◆ Source extract:
++++++++

Alternatively, the subchannel index-and-sidelink interlace index relationship may be independently applied for each RBS configured within a single resource pool (hereinafter, Option II). Here, since the subchannel index-and-sidelink interlace index relationship is independently applied for each RBS, the aforementioned relationship may not be applied to the guard band. Alternatively, the subchannel index-and-sidelink interlace index relationship may be independently applied to every some RBS among RBSs configured within a single resource pool (Option III). Here, for example, when some RBSs are consecutive RBSs, the same subchannel index-and-sidelink interlace index relationship may be applied to the guard band with the consecutive RBSs, but is not limited to a specific embodiment.

Additionally, higher layer configuration may be performed such that the subchannel index-and-interlace index relationship sequentially corresponds to a lowest subchannel index, starting from a lowest interlace index. As still another example, the subchannel index-and-interlace index relationship may be sequentially configured such that an interlace index corresponding to a lowest frequency resource in the frequency domain within the resource pool is allocated to a lowest subchannel index, and is not limited to a specific embodiment.

In the following, a method of applying all or some of a plurality of combinations of the aforementioned Options 1/2, Options A/B, and Options I/II/III is described. For exemption, all methods based on combinations of the aforementioned Options 1/2, Options A/B, and Options I/II/III may be applied to the sidelink unlicensed band. As still another example, some of the methods based on combinations of the aforementioned Options 1/2, Options A/B, and Options I/II/III may be applied to the sidelink unlicensed band.

As still another example, each of the methods based on combinations of the aforementioned Options 1/2, Options A/B, and Options I/II/III may be independently applied regardless of other methods. Here, which method among combinations configurable based on the above is applied may be indicated through higher layer configuration. That is, a parameter may be set to at least one of the aforementioned options and an option applied through each of parameters may be indicated through higher layer configuration. As still another example, which method among combinations configurable based on the above may be configured in advance. That is, although each of the aforementioned combinations is described below for clarity of description, only a predetermined specific method may be applied and there may be no need to consider all the following combinations. As still another example, among combinations configurable based on the above, some options may be indicated through higher layer configuration and some options may be applicable through a predetermined method, and this may not be limited to a specific embodiment.

++++++++

◆ Available data:
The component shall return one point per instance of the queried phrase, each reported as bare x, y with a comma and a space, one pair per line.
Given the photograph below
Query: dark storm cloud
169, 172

++++++++

◆ Your goal:
For each statement below, state yes or no according to whether it agrees with the sidelink interlace passage, and quote the passage's deciding words. (a) Under Option II, the subchannel index-and-sidelink interlace index relationship may not be applied to the guard band. (b) Which method among the configurable combinations is applied can only be configured in advance and cannot be indicated through higher layer configuration. (c) Higher layer configuration may be performed so that the relationship corresponds to a lowest subchannel index, starting from a lowest interlace index.

◆ Exercise answer:
(a) Yes: "the aforementioned relationship may not be applied to the guard band."
(b) No: "which method among combinations configurable based on the above is applied may be indicated through higher layer configuration."
(c) Yes: "higher layer configuration may be performed such that the subchannel index-and-interlace index relationship sequentially corresponds to a lowest subchannel index, starting from a lowest interlace index."